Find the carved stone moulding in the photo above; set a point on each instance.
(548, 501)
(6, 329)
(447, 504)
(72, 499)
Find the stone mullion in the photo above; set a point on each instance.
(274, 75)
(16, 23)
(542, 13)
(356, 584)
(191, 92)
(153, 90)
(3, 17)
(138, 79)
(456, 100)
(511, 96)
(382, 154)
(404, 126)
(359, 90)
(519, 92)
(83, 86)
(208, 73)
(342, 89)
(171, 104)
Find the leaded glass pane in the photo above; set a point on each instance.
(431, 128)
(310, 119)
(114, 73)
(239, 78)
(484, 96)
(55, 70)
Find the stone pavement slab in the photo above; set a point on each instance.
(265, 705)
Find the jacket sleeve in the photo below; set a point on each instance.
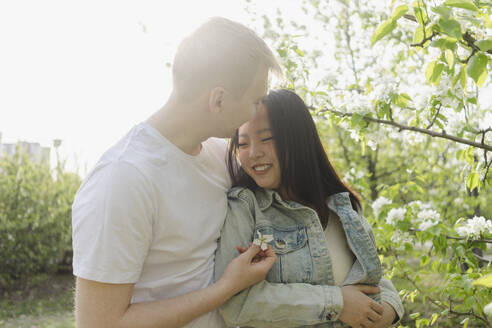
(388, 292)
(269, 304)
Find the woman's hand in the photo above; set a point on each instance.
(248, 268)
(359, 310)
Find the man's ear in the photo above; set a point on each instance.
(216, 100)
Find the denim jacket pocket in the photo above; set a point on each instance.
(294, 262)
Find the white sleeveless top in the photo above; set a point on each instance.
(342, 257)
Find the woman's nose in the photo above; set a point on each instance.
(256, 151)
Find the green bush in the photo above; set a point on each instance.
(35, 218)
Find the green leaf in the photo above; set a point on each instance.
(383, 29)
(433, 72)
(418, 36)
(484, 45)
(420, 14)
(451, 27)
(477, 67)
(449, 57)
(444, 43)
(402, 100)
(473, 181)
(484, 281)
(399, 12)
(434, 318)
(464, 4)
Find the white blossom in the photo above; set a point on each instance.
(428, 214)
(426, 224)
(379, 203)
(395, 215)
(473, 228)
(401, 238)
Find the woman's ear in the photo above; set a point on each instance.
(216, 100)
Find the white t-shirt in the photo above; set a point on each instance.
(151, 214)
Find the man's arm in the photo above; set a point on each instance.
(108, 305)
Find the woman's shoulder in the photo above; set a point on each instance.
(240, 193)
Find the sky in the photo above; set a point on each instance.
(86, 72)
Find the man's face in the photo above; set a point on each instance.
(241, 110)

» **To do**:
Copy out every line of the data above word for word, leaving out the pictures.

» **Output of the exercise**:
Find the carved stone moulding in the photo above; set a point on each instance.
(548, 501)
(6, 329)
(447, 504)
(72, 499)
Find the stone mullion in the photo above; set a point on each instance.
(274, 75)
(16, 23)
(542, 13)
(356, 584)
(191, 92)
(153, 90)
(3, 17)
(138, 79)
(456, 100)
(511, 96)
(382, 154)
(404, 126)
(359, 90)
(519, 92)
(83, 86)
(208, 73)
(342, 89)
(171, 104)
Find the leaded glass pane in the photo above; set a point on each instance.
(431, 128)
(310, 119)
(114, 73)
(239, 78)
(484, 96)
(55, 70)
Find the stone pavement slab in the photo above; set a point on each instance.
(265, 705)
Find the jacket sleeve in the photo below; set a point on each instance.
(388, 292)
(269, 304)
Find the woman's hand in the photo above; set a point on each instance.
(248, 268)
(359, 310)
Find the man's ear in the photo above; set a point on each instance.
(216, 100)
Find the denim jacket pocket in the photo above; set a point on each instance.
(294, 262)
Find the white sleeveless top in the photo above; set a point on each instance.
(342, 257)
Find the woman's nose in the photo above; set a point on each instance.
(256, 151)
Find the green bush in the photo above; set a point on each instance.
(35, 218)
Find the green leaf in the photo above; set a point on each instance.
(383, 29)
(433, 72)
(418, 36)
(484, 45)
(420, 14)
(451, 27)
(477, 67)
(449, 57)
(444, 43)
(402, 100)
(473, 181)
(484, 281)
(399, 12)
(434, 318)
(464, 4)
Find the white blossom in the photo above; set a point on each instance.
(428, 214)
(426, 224)
(379, 203)
(395, 215)
(473, 228)
(401, 238)
Find the woman's ear in the photo above; set a point on each instance.
(216, 100)
Find the white t-shirt in the photo above; set a point on each instance.
(151, 214)
Find the man's arm in the photo above; set a point on each instance.
(108, 305)
Find the woman's shoulder in the photo above; set a point on each instance.
(240, 193)
Find the sky in the photo above; set a point on each instance.
(86, 72)
Find the man's face in the photo above; set a point on each instance.
(241, 110)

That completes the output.